### [WHAT IS NEEDED]
Find "Where can you see the wall" in the data, then restate the line it sits in and every later line word for word, ending with the last line.

◇ ◇ ◇ ◇ ◇ ◇ ◇

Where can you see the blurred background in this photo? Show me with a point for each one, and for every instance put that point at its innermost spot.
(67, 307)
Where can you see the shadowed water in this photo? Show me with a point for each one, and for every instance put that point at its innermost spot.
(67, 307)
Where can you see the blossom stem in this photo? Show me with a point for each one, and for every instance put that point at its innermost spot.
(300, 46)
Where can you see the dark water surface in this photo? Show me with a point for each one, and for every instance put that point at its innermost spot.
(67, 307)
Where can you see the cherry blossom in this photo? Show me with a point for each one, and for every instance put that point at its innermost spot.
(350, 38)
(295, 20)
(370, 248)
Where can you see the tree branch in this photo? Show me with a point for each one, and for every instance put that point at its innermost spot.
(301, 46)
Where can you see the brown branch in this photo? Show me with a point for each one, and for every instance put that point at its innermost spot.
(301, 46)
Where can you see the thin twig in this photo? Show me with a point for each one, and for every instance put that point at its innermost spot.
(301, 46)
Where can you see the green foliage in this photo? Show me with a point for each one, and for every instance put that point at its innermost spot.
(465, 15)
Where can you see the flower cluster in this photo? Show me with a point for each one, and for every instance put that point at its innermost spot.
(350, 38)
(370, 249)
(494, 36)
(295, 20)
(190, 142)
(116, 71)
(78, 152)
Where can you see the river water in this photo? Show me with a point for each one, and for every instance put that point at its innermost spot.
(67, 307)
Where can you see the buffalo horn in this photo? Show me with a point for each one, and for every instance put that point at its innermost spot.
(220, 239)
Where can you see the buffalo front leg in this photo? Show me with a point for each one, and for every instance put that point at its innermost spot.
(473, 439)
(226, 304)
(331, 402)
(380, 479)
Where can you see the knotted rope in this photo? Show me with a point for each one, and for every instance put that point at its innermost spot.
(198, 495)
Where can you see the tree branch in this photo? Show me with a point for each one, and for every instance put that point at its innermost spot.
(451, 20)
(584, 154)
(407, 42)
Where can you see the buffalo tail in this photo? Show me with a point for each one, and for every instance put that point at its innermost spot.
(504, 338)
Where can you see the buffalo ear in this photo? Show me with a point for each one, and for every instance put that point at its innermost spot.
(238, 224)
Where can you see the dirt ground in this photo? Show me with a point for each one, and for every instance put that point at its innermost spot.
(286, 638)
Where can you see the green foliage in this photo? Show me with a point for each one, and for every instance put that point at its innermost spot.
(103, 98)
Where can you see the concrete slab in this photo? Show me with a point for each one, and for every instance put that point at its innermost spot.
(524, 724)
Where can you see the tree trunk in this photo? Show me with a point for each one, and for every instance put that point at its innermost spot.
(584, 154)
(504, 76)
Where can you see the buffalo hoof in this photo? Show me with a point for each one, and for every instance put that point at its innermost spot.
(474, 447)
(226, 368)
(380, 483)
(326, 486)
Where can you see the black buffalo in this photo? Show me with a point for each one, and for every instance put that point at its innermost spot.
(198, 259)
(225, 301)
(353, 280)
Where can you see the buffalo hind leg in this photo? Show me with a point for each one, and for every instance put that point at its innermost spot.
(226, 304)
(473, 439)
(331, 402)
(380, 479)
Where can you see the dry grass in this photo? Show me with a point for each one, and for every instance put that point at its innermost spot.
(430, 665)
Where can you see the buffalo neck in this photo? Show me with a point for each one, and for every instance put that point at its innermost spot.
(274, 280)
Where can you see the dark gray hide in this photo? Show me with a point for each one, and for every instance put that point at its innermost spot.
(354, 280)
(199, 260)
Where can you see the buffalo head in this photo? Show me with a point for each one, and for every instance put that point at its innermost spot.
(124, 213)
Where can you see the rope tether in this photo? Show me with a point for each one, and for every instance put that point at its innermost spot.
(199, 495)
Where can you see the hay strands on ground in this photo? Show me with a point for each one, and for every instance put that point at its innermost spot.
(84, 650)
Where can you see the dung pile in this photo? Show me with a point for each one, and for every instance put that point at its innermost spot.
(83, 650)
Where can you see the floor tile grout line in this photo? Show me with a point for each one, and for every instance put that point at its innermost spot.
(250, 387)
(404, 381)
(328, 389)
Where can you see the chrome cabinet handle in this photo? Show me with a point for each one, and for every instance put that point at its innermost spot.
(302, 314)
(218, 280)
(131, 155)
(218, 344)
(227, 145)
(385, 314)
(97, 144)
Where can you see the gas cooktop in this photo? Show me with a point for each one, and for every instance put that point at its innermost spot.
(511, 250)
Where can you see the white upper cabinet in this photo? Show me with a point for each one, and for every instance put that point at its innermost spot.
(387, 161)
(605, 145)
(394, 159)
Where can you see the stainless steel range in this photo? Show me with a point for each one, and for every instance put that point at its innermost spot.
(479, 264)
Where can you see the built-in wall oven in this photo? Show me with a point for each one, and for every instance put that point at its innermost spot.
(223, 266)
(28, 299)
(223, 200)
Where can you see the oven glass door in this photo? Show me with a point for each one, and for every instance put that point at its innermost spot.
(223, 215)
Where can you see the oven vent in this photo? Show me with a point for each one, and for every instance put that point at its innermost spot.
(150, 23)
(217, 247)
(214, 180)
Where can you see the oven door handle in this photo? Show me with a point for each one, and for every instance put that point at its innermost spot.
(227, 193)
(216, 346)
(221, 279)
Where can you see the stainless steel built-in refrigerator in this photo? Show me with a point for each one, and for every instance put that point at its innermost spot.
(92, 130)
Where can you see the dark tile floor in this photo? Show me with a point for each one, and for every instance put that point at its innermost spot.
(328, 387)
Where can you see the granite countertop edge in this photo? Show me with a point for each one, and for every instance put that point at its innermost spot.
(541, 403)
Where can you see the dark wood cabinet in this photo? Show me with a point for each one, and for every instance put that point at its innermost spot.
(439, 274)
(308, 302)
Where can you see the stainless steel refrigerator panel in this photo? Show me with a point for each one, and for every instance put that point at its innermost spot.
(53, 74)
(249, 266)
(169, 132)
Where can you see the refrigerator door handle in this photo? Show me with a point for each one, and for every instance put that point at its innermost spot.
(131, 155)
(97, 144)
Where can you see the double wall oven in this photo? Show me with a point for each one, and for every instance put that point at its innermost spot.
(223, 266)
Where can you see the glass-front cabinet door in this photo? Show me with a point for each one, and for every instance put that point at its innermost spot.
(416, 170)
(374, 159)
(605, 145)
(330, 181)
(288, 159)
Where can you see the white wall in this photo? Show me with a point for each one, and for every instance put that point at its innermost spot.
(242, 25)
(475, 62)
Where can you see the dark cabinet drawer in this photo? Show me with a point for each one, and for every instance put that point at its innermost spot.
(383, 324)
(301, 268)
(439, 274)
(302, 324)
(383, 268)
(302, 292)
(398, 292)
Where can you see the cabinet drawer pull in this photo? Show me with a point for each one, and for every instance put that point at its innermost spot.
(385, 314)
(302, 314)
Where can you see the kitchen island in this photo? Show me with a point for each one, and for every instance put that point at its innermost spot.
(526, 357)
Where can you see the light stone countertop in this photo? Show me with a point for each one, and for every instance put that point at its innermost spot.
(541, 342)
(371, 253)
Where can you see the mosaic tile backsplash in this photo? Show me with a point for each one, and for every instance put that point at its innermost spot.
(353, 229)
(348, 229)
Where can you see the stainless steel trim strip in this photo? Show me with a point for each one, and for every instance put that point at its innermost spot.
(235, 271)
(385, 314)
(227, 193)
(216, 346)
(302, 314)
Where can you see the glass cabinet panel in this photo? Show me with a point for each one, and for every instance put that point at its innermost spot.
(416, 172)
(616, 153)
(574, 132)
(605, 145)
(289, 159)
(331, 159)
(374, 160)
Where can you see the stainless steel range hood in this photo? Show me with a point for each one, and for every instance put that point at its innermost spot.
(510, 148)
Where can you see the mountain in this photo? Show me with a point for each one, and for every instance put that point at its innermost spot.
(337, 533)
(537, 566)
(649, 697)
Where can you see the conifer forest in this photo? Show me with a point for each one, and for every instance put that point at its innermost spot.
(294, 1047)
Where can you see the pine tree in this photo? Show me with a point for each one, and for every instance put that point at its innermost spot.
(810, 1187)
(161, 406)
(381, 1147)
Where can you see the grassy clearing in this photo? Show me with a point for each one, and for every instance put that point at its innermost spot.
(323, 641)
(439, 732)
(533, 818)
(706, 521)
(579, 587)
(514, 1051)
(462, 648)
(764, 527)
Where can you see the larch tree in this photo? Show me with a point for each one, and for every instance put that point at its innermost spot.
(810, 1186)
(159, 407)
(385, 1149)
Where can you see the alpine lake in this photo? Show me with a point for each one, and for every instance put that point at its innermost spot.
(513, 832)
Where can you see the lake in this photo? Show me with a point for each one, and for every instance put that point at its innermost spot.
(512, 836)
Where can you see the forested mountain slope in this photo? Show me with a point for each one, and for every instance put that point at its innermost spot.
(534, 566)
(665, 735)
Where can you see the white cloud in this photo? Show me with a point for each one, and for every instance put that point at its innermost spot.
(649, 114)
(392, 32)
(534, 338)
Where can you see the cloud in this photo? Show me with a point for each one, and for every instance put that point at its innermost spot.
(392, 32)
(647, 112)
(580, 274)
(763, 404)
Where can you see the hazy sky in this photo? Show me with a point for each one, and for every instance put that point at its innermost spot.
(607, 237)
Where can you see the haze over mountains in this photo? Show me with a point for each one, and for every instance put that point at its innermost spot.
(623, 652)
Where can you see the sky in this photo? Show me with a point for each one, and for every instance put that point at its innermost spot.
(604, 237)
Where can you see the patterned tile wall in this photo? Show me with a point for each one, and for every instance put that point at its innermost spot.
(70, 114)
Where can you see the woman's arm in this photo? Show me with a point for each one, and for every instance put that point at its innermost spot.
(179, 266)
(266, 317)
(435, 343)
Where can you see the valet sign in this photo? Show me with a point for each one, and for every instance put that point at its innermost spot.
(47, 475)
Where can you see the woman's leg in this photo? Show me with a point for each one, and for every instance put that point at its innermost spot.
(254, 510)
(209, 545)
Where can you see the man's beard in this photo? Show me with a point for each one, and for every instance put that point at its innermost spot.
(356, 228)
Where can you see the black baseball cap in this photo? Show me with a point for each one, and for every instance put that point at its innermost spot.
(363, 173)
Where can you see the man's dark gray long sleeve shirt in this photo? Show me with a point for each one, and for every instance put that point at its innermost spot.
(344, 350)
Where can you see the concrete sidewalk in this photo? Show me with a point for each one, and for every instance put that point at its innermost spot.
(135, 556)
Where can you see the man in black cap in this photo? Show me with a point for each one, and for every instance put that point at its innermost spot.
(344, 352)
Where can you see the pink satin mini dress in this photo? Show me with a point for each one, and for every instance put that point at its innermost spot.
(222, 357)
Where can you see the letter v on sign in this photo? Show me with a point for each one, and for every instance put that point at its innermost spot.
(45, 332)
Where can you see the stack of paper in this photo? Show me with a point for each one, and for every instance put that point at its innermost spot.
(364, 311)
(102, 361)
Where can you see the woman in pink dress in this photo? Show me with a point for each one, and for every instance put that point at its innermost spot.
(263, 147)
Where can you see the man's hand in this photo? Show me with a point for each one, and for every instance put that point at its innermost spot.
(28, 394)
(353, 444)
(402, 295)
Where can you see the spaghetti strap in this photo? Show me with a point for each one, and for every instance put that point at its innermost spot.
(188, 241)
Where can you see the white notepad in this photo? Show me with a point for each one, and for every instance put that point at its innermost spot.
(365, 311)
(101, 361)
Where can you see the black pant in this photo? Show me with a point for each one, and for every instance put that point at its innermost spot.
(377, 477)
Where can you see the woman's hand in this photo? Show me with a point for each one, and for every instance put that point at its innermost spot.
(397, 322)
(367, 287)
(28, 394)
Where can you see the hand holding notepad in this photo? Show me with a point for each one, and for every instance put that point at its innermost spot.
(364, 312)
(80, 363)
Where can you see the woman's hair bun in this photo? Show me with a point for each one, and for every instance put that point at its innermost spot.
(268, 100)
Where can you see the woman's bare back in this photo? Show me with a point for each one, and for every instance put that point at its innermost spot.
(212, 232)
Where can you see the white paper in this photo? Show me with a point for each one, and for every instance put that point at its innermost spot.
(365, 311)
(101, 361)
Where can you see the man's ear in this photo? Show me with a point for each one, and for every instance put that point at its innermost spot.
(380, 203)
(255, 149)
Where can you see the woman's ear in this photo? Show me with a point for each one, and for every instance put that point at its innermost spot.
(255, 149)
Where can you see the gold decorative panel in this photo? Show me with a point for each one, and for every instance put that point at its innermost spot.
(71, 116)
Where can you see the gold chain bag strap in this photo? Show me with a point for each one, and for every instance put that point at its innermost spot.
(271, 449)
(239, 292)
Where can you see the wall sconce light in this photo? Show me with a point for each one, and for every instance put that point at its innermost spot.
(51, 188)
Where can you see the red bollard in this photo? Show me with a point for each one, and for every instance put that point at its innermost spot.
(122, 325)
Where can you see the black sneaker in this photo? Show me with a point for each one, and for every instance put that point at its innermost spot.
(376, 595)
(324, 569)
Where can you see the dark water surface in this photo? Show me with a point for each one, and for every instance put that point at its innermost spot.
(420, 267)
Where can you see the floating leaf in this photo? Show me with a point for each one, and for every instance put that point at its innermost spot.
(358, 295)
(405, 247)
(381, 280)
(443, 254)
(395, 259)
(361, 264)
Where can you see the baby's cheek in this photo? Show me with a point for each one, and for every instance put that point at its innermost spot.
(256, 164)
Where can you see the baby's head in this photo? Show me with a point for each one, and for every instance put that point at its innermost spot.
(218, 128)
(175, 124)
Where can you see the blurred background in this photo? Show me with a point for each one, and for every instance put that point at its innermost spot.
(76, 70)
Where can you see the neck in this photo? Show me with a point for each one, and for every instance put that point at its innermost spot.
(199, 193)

◇ ◇ ◇ ◇ ◇ ◇ ◇

### [SOLVED EXERCISE]
Where can you see the wall sconce light in this photo? Show me with a point for each one, and for every instance put that point at its innermost spot.
(51, 188)
Where can you see the red bollard in this photo? Show me with a point for each one, and for every instance put that point at its innermost spot.
(122, 325)
Where can you see the black sneaker in this photo? Show me with a point for each one, and for every instance put that point at its innermost spot.
(376, 595)
(324, 569)
Where can you see the dark water surface in this photo? Show me with a point for each one, and for every instance put that point at its innermost spot.
(420, 267)
Where can you see the floating leaf in this photo? Show me with a point for each one, and for every instance put that point at its innermost spot.
(358, 295)
(405, 247)
(381, 280)
(443, 254)
(395, 259)
(361, 264)
Where can you see the baby's cheek in this photo? Show me with a point for each one, and for every instance put that point at its innermost spot.
(256, 164)
Where can you see the baby's head in this photo? Show me with a point for each one, and for every instance put that point at its innermost spot.
(218, 128)
(175, 124)
Where can you see the blurred background in this photo? Show me with a point for each one, and for every instance put that point at its innermost spot.
(76, 70)
Where can you see the neck in this photo? Show me with a point for each one, and for every instance put that point at its innermost spot.
(199, 193)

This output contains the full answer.